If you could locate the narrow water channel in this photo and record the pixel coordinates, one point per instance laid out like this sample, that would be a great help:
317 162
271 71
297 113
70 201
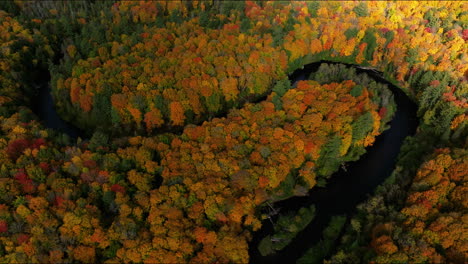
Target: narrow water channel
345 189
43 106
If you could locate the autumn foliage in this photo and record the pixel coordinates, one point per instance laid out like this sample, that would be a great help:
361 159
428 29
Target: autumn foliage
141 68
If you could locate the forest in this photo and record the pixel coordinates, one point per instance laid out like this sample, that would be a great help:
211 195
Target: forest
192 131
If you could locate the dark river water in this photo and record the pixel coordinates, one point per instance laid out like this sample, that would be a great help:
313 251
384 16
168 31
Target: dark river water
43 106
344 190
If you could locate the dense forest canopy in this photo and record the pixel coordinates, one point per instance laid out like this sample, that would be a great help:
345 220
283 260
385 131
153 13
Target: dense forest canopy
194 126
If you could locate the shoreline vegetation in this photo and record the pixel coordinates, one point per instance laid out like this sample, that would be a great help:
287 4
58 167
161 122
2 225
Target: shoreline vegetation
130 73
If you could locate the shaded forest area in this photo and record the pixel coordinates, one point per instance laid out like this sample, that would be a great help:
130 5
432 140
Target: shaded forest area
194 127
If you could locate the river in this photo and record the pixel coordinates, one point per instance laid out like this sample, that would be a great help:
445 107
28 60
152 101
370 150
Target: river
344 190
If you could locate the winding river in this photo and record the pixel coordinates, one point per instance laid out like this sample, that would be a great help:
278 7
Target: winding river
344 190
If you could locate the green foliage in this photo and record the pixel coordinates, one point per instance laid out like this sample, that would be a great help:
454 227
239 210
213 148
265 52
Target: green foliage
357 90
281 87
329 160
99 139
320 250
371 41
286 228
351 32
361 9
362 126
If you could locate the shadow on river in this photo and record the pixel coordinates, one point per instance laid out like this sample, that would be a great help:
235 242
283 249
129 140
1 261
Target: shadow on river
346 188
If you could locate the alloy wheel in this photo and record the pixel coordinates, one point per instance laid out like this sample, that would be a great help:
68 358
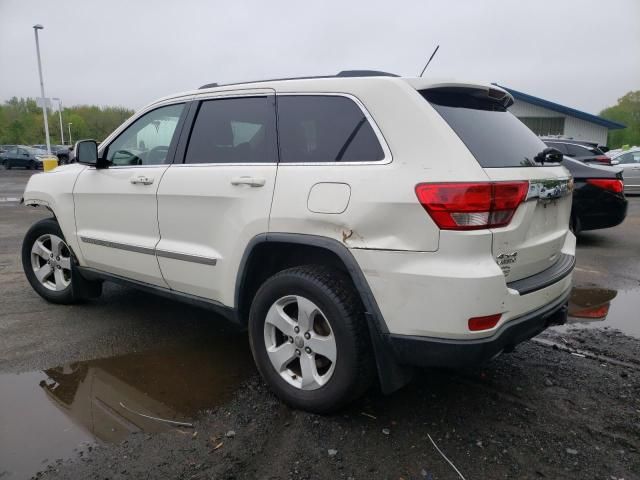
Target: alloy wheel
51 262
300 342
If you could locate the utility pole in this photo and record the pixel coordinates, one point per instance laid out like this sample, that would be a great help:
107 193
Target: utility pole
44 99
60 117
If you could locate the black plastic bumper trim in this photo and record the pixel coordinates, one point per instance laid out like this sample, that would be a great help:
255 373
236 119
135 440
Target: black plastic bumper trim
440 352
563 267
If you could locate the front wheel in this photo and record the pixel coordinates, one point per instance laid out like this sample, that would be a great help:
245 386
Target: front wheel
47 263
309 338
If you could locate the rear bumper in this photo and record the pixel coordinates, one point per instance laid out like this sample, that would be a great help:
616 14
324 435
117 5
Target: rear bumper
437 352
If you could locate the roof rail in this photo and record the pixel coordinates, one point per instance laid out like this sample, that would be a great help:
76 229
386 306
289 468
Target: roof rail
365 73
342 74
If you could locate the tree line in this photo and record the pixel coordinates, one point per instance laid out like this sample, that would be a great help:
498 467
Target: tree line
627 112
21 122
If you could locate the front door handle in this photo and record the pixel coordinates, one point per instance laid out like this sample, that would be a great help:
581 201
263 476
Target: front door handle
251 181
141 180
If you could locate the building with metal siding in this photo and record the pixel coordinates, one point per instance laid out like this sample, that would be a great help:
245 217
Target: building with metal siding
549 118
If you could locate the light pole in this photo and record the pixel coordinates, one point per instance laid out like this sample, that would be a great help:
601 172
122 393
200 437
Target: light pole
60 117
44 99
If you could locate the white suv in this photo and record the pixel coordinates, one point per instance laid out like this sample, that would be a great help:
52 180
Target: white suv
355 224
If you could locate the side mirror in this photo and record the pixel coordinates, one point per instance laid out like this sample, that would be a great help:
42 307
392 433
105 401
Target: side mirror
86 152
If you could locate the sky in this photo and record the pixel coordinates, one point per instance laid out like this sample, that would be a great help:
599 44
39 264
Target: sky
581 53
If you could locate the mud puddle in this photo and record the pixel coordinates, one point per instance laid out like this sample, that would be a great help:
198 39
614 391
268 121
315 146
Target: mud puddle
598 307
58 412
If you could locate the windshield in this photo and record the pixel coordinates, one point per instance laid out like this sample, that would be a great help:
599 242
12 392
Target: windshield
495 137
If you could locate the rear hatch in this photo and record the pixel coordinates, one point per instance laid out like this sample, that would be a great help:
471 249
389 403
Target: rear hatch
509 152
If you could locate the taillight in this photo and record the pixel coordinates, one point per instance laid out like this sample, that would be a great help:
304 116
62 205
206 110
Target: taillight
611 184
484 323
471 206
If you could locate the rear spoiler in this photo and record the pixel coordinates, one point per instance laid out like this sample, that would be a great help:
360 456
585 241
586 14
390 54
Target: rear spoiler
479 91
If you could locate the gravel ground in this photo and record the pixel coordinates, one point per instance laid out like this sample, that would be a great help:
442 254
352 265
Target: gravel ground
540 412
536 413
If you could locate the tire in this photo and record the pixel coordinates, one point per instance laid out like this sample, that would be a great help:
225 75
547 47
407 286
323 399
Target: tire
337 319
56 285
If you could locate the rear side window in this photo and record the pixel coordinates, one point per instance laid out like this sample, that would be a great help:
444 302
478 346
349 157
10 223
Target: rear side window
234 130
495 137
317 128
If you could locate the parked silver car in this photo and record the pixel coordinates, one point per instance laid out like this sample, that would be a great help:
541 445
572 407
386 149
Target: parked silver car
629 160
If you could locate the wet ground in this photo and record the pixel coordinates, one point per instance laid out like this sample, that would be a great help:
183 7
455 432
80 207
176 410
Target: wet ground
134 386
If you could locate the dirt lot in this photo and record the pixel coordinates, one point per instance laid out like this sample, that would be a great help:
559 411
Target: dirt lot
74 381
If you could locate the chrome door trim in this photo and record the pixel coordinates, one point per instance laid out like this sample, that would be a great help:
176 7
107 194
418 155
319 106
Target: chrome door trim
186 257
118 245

================

Given problem
Quote in full the listing given above; the images are to be left out.

Complete output
If you could locate the narrow water channel in this photo and record the pixel coordinates, one point per instance laid out like this sample, that would be a great help:
317 162
271 71
297 113
70 201
Target: narrow water channel
345 189
43 106
If you could locate the autumn foliage in this photo and record the pixel coordinates, one point per instance laid out like this sample, that would be a great help:
361 159
428 29
Target: autumn foliage
141 68
If you could locate the forest in this photo and record the pixel coordinates, one point per instance laid out like this sample, that would be a great help:
211 195
Target: forest
192 131
If you could locate the dark river water in this photo and record the pixel coordinates, one point per instance laid out like this sample, that would be a great help:
313 251
384 16
168 31
Target: dark river water
43 106
344 190
If you could locate the dense forest canopy in this photo and record the pixel coordinates, one point per instance laid out like this sample, that would be a great help:
345 220
283 260
385 131
153 13
Target: dense forest canopy
194 126
If you could locate the shoreline vegetation in this photo and record the pixel coordinates, one point per instance laid out like this sample, that would be a great help:
287 4
58 167
161 122
2 225
Target: shoreline vegetation
130 73
If you could locate the shaded forest area in this photo and record the pixel coordinates, one point per instance laid out like this sample, that would be a great help:
130 5
432 140
Target: shaded forest area
194 127
If you could locate the river in this photo and record the pixel coordinates, one point per instance laid out like this sample, that would be a great help:
445 107
28 60
152 101
370 150
Target: river
344 190
If you could locate the winding river in this photo and record the pixel coordinates, one point per instance laid out like this sample, that would be a great help:
278 7
Target: winding river
344 190
If you could locate the green foliage in this photo and record the pixel coordinates, one point per instance laid out like this sample, that would be a great help:
454 227
239 210
213 148
265 52
Target: green foliage
357 90
281 87
329 160
99 139
320 250
371 41
286 228
351 32
361 9
362 126
If you could locate the shadow on river in this photo and record the pixel coordinates, one point per instance laid out like this sample, that would be a great help:
235 242
283 249
129 140
1 261
Target: shadow on river
346 188
If you could locate the alloy wheel in this photo and record the pixel coordinates, one point per instance laid out like this sample, that would be a great help:
68 358
Target: alloy wheel
51 262
300 342
If you could locate the utility pole in this photo and record the pixel coordinates, one point per instance laid out like this sample, that would be a great help:
107 193
Target: utility pole
44 99
60 117
If you could locate the black plastic bumper trim in this photo and record the pixel coordinates, one point per instance laid out like this sample, that would be a great help:
255 373
236 119
135 440
Target: black plastic bumper trim
440 352
563 267
If you could locate the front wheel in this photo and record the pixel coordinates, one point per instance laid out like this sample, that would be a great help:
245 386
Target: front wheel
47 263
309 338
If you could locate the rear bumper in this photo and record the pixel coordinates, one point per instance laid out like this sample, that would be a great help:
616 14
324 435
117 5
Target: rear bumper
437 352
If you could locate the roof rail in this photo and record the pixel coordinates, one point per instance laid out like this sample, that would be a great help:
76 229
386 306
289 468
Target: roof rail
365 73
342 74
If you could locate the tree line in this photo and record the pixel coordinates, one point per instance laid out like this sample, that would be a great help:
498 467
Target: tree line
627 112
21 122
If you could locate the front door handle in this photo and record the pixel coordinates, one point per instance laid out like this sample, that would be a great help:
581 201
263 476
Target: front door handle
251 181
141 180
If you could locate the building with metal siding in this photo and record the pixel coordinates, one point per instance laid out like this sample, that would be a great help:
245 217
Target: building with metal siding
549 118
If you could locate the light pole in this photo and record the pixel coordinates, one point per instance laid out like this sample, that would be a great help:
601 172
122 393
200 437
Target: light pole
60 117
44 99
If you could locate the white suv in this photo and record the pixel coordinates, one point per instance laid out like this sample, that would be a great help:
52 180
Target: white suv
355 224
If you could locate the side mirror in this photo and record the pixel coordinates, one point per instance laid out like this sample, that would be a great help:
42 307
392 433
105 401
Target: side mirror
86 152
If you could locate the sky in this photo and record the pixel coordinates, one point per instance laid out like this sample, that would be a great help:
599 44
39 264
Target: sky
581 53
If you could locate the mud puddle in this photo and record the pixel coordinates, one point per instance laid out like this sample, that would be a great help:
198 39
614 391
268 121
315 146
Target: mud puddle
598 307
58 412
If you could locate the windshield in this photo and record the pixel coordinates, one point per instance laid out like this sample, that would be a great help:
599 242
12 392
Target: windshield
495 137
If you could locate the rear hatch in this photo and record the pixel coordinates, one point per instance laid out like this sample, that would be a great help:
471 249
389 403
Target: rear hatch
509 152
If you could locate the taillight in this photo and record the pixel coordinates, one point per instance laid out like this sample, that would be a great help:
304 116
62 205
206 110
Target: taillight
611 184
484 323
471 206
If you could locate the rear spoiler in this photo and record the pixel coordinates, one point per instance laid out like this sample, that would be a great help:
360 456
585 241
586 14
390 54
Target: rear spoiler
479 91
If you could locate the gravel ground in this photo and record the pixel coordinates, one point per instance laid out like this sample, that would be a great help:
442 254
352 265
Target: gravel ground
540 412
536 413
If you could locate the tire in this photo and record the pixel coordinates, one point per instance laid out like this sample, that would be a great help:
225 75
547 47
407 286
323 399
Target: tire
337 319
56 285
If you could locate the rear side window in this photo and record the pixel coordinates, one point per instance laid out like this sample, that would be a great help:
444 302
478 346
349 157
10 223
Target: rear side window
234 130
495 137
317 128
If you could locate the parked silver car in this photo and record the pixel coordinates, one point per instance laid out like this sample, that would be a great help:
541 445
572 407
386 149
Target: parked silver car
629 160
If you could locate the wet ground in this photo and record the pixel coordinates, one point per instance laid out like this sample, that would be a great help:
183 7
455 432
80 207
176 410
Target: wet ground
134 386
If you could locate the dirt lot in this photo and record the pixel coordinates, one point per instance laid out like this sample, that would be a great help:
559 411
Target: dirt lot
74 381
If you could locate the chrome door trim in this photo and record the pixel coordinates, one point per instance laid out like this sample, that would be a great help:
176 7
107 194
418 155
319 106
Target: chrome door trim
186 257
118 245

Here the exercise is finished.